======== 読解文

四時歩武和讃(しじほぶわさん)

〜立ち直りから精神復興へ。一警備員の手記と詩篇~

≪職長の責務を果たし終えて≫

交通誘導警備員として自己最長の19ヶ月半通い詰めた建築現場が、先だってようやく終わりを迎えました。

 

2021年3月下旬、まだ現場に送り込まれて10日ほどで、前任者に代わって急遽職長に指名され、以来、総員最大20名を率いて、医大病院の新しい本館となる建物の新築工事と、起伏に富んだ構内道路の作り変えに伴う車両誘導とをリードしてきた長丁場でした。

 

昨春にはまだ3基のタワークレーンと構台がそそり立ち、躯体は地下の土台部分で免震構造を固めている段階でした。それが1年あまりでヘリポート付きの12階まで建ち上がり、設備・電気・内装業者の怒濤の追い込みで8月末には内部もほぼ完成。それと並行して建物正面玄関に真新しい救急ロータリーが造り上げられ、現行の救急車出入口が工事の関係で袋小路となっている不便も来年には解消されることになります。

================

上の警備員の手記を、一字一句変えずにすべて書き写しなさい。 次の資料は、警備員の手記とは関係がありません。

======== 資料抜粋

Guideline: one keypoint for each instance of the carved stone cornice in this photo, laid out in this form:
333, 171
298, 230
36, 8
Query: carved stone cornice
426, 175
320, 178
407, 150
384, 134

================

* _解答_:
四時歩武和讃(しじほぶわさん)

〜立ち直りから精神復興へ。一警備員の手記と詩篇~

≪職長の責務を果たし終えて≫

交通誘導警備員として自己最長の19ヶ月半通い詰めた建築現場が、先だってようやく終わりを迎えました。

 

2021年3月下旬、まだ現場に送り込まれて10日ほどで、前任者に代わって急遽職長に指名され、以来、総員最大20名を率いて、医大病院の新しい本館となる建物の新築工事と、起伏に富んだ構内道路の作り変えに伴う車両誘導とをリードしてきた長丁場でした。

 

昨春にはまだ3基のタワークレーンと構台がそそり立ち、躯体は地下の土台部分で免震構造を固めている段階でした。それが1年あまりでヘリポート付きの12階まで建ち上がり、設備・電気・内装業者の怒濤の追い込みで8月末には内部もほぼ完成。それと並行して建物正面玄関に真新しい救急ロータリーが造り上げられ、現行の救急車出入口が工事の関係で袋小路となっている不便も来年には解消されることになります。